===== STORED DATA
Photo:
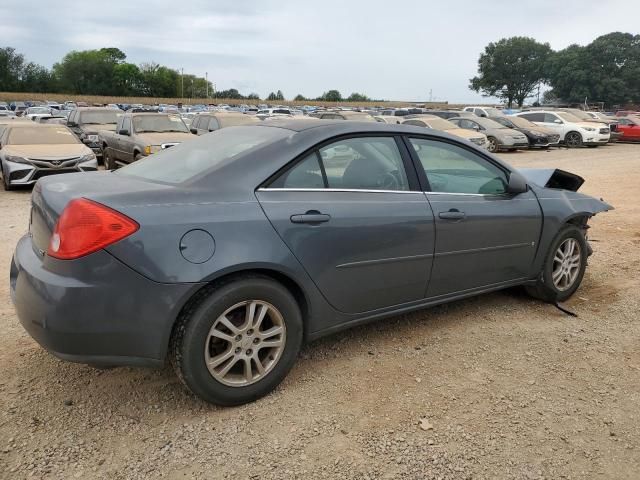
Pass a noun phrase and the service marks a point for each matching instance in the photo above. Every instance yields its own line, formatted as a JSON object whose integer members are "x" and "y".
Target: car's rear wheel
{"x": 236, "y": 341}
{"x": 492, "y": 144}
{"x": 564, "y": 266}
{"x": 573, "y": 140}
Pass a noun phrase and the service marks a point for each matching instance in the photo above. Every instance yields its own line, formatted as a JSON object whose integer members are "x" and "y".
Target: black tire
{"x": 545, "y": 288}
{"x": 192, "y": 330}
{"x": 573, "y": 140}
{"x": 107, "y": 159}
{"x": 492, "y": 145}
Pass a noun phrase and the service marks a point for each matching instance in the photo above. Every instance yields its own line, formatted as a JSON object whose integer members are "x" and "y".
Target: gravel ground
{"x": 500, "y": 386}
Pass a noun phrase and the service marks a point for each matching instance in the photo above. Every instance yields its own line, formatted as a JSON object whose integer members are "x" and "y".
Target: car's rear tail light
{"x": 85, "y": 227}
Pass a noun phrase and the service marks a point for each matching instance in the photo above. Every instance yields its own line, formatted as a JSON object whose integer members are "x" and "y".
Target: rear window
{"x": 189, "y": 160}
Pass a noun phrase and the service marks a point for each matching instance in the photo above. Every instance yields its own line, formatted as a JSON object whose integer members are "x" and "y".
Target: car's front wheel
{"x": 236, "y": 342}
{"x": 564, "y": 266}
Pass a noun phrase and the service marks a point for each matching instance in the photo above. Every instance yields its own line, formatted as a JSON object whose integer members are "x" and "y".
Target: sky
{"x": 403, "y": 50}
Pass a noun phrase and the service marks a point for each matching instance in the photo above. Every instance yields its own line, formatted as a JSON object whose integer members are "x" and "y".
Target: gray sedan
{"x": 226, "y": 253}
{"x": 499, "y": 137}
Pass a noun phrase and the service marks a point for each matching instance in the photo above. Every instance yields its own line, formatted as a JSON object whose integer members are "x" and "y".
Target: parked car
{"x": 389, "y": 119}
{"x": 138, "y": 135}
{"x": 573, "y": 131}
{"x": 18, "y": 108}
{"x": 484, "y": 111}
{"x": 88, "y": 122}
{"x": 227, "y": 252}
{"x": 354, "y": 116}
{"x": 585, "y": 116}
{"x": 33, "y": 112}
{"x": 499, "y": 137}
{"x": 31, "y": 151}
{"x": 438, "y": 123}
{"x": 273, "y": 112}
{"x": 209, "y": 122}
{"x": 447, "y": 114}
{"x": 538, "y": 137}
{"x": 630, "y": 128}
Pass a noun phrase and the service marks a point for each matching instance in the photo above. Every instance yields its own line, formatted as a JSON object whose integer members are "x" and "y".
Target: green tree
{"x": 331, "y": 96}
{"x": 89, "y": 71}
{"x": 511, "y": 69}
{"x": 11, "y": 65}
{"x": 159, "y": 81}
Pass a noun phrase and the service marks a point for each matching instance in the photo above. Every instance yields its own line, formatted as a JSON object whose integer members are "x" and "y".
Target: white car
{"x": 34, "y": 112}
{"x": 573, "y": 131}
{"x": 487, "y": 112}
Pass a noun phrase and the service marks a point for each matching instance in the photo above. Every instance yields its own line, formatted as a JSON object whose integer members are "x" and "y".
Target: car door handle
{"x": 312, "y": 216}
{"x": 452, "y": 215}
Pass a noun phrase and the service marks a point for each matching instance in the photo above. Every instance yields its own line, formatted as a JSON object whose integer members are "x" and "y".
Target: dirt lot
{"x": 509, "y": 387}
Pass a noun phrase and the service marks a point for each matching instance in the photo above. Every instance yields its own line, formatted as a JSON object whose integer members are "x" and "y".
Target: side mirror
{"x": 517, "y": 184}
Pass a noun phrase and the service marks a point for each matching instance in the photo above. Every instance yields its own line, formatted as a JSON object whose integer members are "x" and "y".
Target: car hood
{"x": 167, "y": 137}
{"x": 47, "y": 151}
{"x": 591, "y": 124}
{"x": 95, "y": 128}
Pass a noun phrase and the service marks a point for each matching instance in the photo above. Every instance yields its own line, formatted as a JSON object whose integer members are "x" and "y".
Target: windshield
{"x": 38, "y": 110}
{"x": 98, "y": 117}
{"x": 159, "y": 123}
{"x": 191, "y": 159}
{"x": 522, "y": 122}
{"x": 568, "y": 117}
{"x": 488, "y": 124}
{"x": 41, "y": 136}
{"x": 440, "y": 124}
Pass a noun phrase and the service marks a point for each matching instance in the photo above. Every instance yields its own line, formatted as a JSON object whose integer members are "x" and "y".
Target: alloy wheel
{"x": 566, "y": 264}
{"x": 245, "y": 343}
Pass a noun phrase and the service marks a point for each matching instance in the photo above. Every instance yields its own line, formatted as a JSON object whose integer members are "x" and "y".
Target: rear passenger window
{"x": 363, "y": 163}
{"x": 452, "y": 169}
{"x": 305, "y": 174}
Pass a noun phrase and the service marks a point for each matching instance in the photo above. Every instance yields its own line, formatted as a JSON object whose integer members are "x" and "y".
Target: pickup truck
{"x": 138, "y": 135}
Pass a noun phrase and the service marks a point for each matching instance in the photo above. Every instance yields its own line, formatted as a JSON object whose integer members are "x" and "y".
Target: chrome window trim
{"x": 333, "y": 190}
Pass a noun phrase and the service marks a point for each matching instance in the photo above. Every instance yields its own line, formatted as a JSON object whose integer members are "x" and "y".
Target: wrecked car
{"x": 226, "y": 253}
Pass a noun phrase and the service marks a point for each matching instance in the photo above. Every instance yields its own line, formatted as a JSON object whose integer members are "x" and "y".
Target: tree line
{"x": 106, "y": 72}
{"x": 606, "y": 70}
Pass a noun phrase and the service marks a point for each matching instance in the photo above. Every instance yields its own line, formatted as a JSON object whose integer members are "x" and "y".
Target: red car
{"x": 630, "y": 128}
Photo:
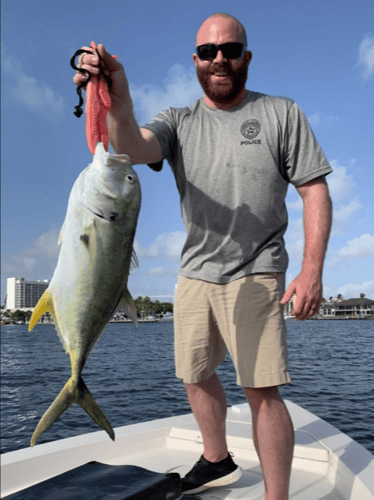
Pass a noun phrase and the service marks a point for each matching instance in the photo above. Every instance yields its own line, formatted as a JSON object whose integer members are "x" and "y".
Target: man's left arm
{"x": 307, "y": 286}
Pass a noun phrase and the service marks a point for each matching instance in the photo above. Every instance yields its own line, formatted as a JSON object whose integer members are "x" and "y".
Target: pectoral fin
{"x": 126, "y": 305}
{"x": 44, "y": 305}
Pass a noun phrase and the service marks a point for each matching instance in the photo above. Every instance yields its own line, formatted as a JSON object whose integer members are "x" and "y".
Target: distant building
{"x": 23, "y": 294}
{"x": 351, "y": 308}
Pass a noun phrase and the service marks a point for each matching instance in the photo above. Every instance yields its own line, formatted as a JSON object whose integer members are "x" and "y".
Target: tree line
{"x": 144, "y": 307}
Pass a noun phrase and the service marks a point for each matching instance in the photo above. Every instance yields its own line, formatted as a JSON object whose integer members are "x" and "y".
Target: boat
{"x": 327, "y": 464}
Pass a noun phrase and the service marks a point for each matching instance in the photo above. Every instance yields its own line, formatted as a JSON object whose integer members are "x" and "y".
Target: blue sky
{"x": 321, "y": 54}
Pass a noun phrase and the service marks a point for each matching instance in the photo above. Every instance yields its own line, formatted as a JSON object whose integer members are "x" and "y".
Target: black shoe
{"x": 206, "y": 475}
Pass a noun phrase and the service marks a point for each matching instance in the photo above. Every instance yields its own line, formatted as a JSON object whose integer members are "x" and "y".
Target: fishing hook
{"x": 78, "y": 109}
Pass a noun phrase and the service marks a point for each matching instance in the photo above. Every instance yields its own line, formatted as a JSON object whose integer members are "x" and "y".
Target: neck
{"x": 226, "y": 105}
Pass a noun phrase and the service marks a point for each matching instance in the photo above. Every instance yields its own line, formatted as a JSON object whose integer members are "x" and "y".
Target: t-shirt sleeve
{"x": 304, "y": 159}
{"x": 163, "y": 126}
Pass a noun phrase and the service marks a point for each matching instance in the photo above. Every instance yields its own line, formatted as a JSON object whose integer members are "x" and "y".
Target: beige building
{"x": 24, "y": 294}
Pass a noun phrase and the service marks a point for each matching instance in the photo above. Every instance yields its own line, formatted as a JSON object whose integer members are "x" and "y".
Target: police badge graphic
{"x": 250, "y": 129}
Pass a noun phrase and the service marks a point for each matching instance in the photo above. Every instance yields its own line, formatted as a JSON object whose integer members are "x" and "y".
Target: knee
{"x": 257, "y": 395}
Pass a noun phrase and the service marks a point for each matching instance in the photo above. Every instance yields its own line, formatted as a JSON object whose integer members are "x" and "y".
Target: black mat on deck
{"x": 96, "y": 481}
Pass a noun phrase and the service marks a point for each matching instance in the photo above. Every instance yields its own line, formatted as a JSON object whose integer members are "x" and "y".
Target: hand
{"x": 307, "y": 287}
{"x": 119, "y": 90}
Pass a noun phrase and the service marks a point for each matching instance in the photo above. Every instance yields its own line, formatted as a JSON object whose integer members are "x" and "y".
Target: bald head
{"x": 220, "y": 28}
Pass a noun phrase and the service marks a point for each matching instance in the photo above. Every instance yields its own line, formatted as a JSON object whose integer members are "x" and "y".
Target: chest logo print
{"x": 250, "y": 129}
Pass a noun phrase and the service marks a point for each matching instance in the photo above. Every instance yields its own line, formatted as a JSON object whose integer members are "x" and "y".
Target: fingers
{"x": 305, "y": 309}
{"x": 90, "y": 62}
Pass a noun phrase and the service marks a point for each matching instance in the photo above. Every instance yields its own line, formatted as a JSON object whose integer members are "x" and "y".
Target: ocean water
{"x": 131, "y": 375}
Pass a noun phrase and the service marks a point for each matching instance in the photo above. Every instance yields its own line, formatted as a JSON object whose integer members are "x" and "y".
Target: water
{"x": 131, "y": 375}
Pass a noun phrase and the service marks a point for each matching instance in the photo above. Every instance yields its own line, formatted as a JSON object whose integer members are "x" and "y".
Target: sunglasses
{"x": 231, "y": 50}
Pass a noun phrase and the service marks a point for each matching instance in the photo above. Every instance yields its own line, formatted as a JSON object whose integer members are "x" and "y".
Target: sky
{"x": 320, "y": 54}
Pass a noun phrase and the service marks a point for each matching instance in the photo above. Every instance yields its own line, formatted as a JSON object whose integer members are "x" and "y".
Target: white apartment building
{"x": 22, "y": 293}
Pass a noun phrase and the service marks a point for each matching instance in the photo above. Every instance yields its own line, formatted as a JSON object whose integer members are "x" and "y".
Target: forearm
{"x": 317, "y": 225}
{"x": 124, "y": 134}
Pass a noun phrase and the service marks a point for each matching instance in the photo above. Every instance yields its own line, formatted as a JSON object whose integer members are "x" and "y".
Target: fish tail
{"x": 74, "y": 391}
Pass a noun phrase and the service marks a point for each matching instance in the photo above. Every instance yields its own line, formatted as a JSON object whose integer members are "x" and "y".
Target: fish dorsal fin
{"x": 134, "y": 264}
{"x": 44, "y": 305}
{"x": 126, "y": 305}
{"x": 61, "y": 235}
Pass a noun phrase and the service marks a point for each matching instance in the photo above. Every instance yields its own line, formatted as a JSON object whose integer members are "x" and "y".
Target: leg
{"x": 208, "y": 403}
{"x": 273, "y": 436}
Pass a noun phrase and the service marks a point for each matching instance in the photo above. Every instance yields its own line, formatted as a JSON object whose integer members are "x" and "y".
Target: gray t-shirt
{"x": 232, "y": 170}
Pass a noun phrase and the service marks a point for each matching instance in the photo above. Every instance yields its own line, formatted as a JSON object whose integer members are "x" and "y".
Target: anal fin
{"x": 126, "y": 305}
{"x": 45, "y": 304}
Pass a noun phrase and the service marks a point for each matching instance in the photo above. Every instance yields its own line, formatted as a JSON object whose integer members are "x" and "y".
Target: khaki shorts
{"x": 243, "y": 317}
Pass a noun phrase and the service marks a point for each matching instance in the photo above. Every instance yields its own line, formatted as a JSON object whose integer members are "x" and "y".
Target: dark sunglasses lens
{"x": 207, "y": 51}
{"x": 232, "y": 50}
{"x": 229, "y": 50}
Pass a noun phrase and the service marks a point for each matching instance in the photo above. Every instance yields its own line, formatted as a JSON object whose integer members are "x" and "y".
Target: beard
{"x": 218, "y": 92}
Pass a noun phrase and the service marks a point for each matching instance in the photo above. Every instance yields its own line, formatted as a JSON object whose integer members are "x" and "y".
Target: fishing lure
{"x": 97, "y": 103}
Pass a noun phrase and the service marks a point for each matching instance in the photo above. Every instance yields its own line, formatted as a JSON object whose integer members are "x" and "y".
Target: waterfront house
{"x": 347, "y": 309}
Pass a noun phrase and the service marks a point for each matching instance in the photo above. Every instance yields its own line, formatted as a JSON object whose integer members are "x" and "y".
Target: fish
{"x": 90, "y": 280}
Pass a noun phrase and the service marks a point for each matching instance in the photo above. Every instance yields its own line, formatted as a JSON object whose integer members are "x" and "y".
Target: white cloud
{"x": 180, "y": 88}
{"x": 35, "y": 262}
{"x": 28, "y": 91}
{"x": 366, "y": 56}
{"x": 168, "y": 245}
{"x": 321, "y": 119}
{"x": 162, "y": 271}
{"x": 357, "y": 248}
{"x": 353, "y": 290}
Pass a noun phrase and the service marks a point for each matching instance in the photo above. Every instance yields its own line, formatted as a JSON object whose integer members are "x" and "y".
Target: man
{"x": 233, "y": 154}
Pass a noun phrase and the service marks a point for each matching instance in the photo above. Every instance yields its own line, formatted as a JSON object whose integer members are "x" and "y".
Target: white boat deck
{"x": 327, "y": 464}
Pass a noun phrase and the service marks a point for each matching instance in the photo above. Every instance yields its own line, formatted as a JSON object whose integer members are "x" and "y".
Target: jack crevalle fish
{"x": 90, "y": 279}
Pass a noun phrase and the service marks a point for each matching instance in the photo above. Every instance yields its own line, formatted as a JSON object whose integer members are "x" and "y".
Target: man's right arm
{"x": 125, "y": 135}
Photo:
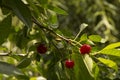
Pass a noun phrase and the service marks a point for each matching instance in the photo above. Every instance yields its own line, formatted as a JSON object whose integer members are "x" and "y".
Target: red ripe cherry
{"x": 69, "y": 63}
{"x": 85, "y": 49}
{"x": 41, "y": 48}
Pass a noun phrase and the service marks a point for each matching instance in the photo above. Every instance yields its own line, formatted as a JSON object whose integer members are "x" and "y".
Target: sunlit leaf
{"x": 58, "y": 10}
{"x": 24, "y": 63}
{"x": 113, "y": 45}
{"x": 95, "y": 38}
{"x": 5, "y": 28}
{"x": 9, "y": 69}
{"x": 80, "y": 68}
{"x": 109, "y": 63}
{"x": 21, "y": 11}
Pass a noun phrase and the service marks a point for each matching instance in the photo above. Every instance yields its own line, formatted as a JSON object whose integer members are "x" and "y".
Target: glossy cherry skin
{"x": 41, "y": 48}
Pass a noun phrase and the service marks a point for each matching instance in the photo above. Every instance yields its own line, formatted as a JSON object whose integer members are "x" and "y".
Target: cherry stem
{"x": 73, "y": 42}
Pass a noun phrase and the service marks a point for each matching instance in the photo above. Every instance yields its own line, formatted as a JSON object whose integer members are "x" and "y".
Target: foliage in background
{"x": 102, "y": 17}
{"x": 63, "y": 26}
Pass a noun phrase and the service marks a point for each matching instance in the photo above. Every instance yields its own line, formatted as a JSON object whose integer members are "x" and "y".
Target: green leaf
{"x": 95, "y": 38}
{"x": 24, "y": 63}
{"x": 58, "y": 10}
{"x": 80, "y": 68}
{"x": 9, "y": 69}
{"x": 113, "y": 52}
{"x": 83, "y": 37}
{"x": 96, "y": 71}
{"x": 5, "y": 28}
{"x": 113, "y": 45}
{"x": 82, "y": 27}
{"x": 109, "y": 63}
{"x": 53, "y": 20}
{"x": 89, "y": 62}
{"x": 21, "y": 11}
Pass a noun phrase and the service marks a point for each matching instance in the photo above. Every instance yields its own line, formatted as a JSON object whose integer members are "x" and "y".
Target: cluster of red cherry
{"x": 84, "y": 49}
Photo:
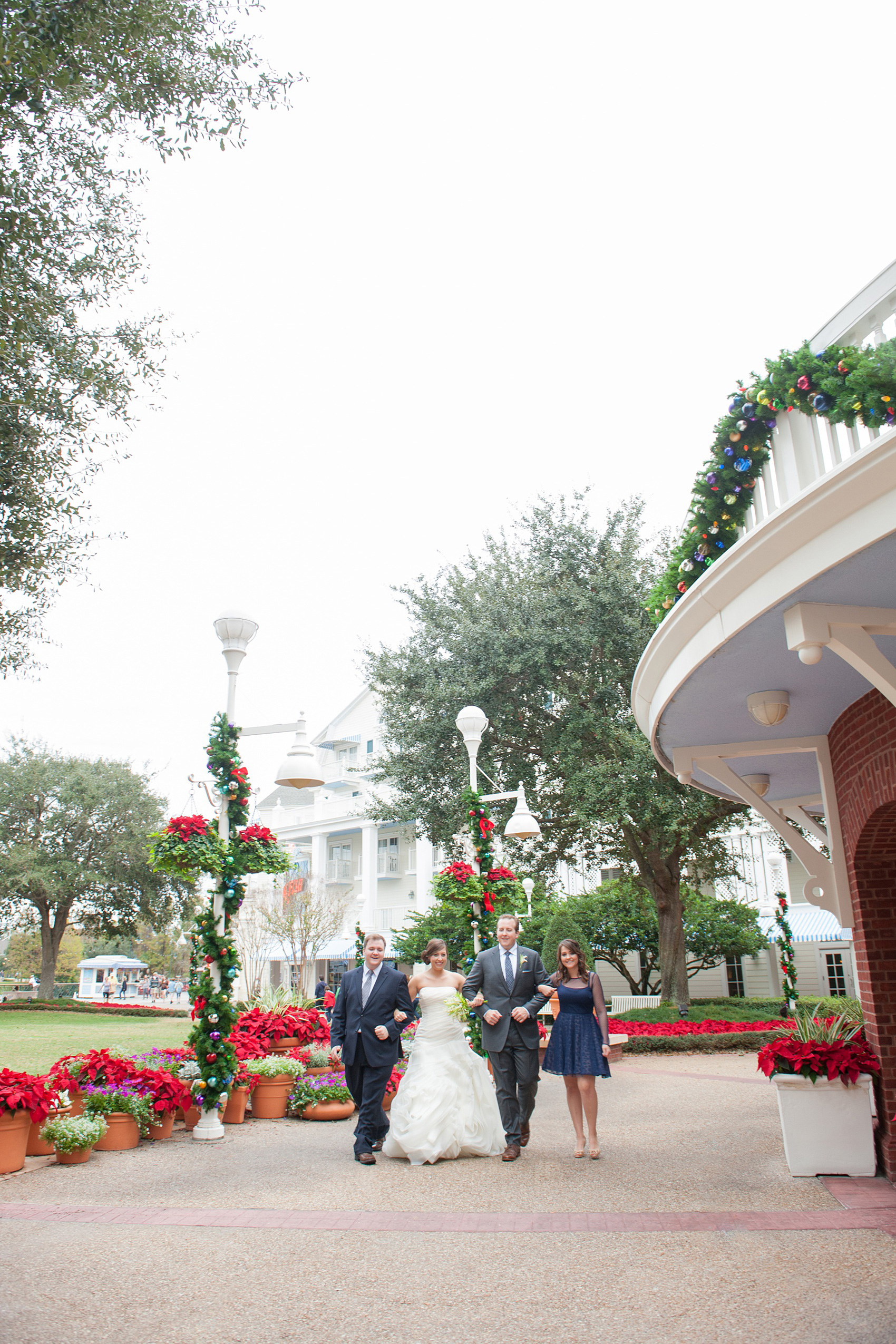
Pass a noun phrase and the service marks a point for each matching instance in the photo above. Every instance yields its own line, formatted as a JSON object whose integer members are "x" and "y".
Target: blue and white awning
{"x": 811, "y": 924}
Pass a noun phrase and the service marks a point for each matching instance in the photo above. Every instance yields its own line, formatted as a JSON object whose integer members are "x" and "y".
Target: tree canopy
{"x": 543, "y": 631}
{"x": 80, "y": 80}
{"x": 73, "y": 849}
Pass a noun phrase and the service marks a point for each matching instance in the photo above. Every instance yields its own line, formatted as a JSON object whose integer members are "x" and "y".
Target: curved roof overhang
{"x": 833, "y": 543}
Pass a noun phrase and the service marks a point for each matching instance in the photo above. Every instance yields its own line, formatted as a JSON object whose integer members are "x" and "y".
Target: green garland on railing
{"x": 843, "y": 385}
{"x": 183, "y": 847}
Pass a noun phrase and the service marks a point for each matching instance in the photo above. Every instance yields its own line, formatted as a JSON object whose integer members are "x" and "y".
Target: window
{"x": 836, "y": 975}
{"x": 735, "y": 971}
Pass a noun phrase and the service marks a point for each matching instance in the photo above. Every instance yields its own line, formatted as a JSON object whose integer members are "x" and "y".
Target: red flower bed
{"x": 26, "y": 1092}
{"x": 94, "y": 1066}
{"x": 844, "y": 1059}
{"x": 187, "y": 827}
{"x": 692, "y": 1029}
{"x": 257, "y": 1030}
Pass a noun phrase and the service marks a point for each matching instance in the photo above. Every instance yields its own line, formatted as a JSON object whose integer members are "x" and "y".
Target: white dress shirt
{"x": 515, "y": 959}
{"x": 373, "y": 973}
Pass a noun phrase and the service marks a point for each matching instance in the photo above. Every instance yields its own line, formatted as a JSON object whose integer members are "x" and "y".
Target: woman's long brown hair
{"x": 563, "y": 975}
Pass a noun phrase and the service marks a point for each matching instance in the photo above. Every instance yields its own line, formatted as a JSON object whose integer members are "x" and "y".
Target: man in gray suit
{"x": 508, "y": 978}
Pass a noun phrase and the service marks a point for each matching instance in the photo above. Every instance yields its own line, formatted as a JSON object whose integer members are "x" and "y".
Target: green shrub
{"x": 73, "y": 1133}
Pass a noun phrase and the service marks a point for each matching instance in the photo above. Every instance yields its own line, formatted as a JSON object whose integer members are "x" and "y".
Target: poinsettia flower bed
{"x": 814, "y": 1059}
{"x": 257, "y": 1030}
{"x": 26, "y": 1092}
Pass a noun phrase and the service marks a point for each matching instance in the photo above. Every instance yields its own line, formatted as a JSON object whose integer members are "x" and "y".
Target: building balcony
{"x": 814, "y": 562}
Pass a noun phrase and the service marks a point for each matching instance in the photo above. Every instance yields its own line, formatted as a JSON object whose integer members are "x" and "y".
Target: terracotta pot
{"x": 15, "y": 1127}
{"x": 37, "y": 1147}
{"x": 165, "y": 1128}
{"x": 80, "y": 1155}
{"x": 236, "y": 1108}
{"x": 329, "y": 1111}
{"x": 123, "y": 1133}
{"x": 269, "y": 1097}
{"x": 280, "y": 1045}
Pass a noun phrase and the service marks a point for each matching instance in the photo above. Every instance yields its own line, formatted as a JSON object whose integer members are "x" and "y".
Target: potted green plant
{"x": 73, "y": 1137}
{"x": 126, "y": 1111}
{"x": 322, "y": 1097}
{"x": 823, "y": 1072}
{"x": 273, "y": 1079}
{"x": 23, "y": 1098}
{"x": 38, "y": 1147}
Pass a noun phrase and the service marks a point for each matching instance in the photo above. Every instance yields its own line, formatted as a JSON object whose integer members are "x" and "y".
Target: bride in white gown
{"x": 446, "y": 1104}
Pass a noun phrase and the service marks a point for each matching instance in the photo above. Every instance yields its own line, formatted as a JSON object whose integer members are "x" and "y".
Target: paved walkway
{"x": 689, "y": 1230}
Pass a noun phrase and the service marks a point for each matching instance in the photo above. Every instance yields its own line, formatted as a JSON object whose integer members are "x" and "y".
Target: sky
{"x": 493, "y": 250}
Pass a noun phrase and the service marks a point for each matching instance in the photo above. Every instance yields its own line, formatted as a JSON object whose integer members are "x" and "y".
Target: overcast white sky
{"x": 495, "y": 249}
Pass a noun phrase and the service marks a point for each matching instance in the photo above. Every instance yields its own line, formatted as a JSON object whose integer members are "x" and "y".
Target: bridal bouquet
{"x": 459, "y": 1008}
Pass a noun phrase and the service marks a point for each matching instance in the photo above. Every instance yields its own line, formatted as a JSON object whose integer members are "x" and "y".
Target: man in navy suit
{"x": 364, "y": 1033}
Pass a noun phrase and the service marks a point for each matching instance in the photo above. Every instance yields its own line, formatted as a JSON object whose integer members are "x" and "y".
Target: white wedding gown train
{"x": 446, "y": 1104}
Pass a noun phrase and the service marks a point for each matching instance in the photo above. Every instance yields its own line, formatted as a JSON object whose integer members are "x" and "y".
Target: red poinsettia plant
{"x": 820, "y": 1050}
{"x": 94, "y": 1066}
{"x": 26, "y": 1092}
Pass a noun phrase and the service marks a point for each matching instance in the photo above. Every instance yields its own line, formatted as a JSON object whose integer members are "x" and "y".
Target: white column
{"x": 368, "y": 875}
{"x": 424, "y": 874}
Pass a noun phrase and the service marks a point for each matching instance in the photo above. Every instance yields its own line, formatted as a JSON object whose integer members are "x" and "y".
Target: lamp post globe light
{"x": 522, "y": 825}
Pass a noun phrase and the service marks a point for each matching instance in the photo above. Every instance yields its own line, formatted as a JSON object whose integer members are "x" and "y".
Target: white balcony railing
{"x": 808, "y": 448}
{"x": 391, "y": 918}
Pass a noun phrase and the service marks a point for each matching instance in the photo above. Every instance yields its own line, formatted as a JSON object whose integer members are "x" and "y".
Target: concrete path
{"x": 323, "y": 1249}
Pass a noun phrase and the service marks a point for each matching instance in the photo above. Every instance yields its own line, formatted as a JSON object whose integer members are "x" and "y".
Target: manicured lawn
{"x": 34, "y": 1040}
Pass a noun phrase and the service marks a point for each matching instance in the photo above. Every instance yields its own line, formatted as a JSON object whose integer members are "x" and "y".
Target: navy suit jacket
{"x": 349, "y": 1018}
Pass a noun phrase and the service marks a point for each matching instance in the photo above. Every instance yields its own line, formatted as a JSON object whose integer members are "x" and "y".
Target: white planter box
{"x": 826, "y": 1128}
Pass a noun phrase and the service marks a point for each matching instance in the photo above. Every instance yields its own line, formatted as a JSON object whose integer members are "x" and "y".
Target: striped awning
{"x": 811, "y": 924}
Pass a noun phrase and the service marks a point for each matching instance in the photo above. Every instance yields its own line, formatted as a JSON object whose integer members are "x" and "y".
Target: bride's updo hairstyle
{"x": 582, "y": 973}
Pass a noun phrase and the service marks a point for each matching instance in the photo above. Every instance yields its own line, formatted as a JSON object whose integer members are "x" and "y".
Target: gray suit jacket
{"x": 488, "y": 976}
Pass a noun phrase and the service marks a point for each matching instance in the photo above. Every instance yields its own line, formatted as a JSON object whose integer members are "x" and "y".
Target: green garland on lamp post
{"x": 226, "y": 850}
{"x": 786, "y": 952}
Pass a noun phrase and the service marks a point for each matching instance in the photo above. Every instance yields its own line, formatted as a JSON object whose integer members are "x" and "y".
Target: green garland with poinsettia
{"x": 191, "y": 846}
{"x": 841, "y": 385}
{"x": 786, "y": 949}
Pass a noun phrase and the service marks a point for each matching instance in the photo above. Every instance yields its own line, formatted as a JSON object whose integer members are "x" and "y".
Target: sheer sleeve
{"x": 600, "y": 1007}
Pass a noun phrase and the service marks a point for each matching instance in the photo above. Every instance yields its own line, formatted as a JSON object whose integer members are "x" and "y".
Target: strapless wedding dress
==========
* _GOAL_
How many lines in the entries above contain the string "tail"? Reply with the number alone.

* _THE OUTPUT_
2